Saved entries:
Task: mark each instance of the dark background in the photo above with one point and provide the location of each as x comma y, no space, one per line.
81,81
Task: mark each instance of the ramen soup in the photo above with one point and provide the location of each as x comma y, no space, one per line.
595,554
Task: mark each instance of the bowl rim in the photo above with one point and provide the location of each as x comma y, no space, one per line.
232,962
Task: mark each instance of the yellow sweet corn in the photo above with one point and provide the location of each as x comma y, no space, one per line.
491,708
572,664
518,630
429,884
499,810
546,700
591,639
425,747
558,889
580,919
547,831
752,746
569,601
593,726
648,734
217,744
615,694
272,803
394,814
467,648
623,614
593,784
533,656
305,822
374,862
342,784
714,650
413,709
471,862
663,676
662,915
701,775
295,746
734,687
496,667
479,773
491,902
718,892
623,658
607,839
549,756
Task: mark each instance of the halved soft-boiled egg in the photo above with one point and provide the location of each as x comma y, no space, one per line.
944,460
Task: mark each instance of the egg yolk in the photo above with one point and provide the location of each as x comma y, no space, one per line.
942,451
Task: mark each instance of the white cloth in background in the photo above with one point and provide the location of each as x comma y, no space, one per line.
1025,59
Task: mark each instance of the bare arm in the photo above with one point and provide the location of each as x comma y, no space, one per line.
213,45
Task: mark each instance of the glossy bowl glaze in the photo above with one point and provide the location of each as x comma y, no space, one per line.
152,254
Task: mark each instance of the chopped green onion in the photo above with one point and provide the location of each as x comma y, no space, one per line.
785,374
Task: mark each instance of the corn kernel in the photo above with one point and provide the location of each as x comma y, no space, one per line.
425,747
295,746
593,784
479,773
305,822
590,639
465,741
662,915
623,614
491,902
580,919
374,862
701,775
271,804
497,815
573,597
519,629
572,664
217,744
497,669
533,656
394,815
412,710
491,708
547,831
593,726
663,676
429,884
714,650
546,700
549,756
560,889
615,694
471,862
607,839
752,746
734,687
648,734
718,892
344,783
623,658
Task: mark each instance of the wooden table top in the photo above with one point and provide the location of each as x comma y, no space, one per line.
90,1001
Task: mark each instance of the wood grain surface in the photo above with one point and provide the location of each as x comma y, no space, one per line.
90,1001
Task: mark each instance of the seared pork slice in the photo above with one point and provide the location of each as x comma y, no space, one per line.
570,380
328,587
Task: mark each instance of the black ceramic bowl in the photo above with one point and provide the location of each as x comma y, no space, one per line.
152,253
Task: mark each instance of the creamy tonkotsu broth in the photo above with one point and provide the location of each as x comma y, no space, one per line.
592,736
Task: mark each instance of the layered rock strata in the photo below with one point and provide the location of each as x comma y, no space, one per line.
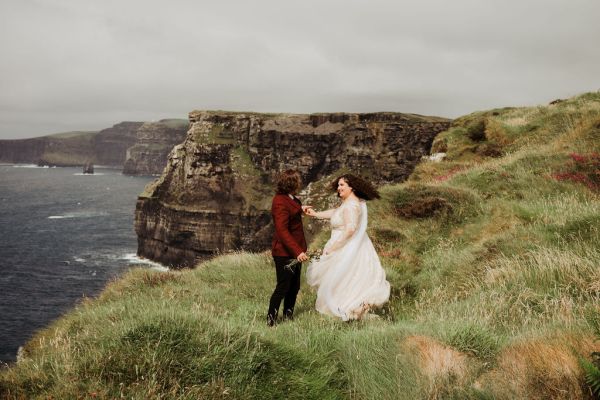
215,192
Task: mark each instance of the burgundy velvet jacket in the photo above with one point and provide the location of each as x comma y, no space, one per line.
288,239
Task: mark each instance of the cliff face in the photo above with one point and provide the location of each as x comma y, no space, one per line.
140,148
215,193
153,142
110,145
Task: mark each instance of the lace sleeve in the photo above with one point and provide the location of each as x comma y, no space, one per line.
351,217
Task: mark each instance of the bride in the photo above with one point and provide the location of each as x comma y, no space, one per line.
348,276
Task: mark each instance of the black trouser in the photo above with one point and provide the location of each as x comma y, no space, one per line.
288,285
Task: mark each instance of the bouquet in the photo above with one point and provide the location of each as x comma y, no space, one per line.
313,255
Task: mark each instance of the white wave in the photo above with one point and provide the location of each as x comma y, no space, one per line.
133,258
29,166
80,214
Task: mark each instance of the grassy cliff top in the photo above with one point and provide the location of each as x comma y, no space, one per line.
493,258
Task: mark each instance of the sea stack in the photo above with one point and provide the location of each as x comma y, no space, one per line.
88,168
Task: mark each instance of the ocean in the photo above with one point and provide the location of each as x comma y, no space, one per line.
63,236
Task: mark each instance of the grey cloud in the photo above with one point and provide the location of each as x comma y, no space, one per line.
88,64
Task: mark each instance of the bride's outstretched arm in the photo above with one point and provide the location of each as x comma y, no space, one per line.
351,217
320,214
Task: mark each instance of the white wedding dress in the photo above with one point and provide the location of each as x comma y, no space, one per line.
350,279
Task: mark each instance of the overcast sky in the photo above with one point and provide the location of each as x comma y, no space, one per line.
88,64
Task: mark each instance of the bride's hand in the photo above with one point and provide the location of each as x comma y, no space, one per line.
308,210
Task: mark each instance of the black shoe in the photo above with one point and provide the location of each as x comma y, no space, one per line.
289,315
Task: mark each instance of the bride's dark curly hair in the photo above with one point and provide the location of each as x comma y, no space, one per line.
361,187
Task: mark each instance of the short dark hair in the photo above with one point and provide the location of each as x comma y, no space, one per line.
288,182
360,186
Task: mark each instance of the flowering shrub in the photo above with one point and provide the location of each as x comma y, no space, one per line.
584,169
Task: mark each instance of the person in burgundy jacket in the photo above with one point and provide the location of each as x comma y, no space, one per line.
288,244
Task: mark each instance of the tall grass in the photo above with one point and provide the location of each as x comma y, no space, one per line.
495,293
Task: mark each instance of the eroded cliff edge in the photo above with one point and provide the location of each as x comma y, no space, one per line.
140,148
215,192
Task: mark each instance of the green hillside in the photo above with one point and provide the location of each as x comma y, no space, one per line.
494,263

* **GOAL OF THE EXERCISE**: Nothing but the lines from the line with "Task: mark each instance of the short" to the last line of the listing above should appear; please retype them exactly, both ends included.

* **EXERCISE RESULT**:
Task: mark each instance of the short dark hair in the photo above with one point and provide the location of each as x comma y, no space, one per line.
288,182
360,186
Task: mark each instance of the flowering shrub in the photo above with one point and provide the location of each as x comma y, no space, one per line.
584,169
Task: mark each instance of the person in burgundy jacket in the photo above with one point and provide the location of each as x comma y, no space, one per line.
288,244
Task: mark each instance of the tall grass in the photo above with one point and provide the location of each as x comma y, no space, one per line.
495,293
Task: mark each instance of the eroded cliff edge in the photo above with one point and provide the location of each as x comma y, no space, one per line.
140,148
215,192
Task: mark each instance of the green hillside in the photo above with one point and provide the location of each as x comma y, no space, one per line.
494,263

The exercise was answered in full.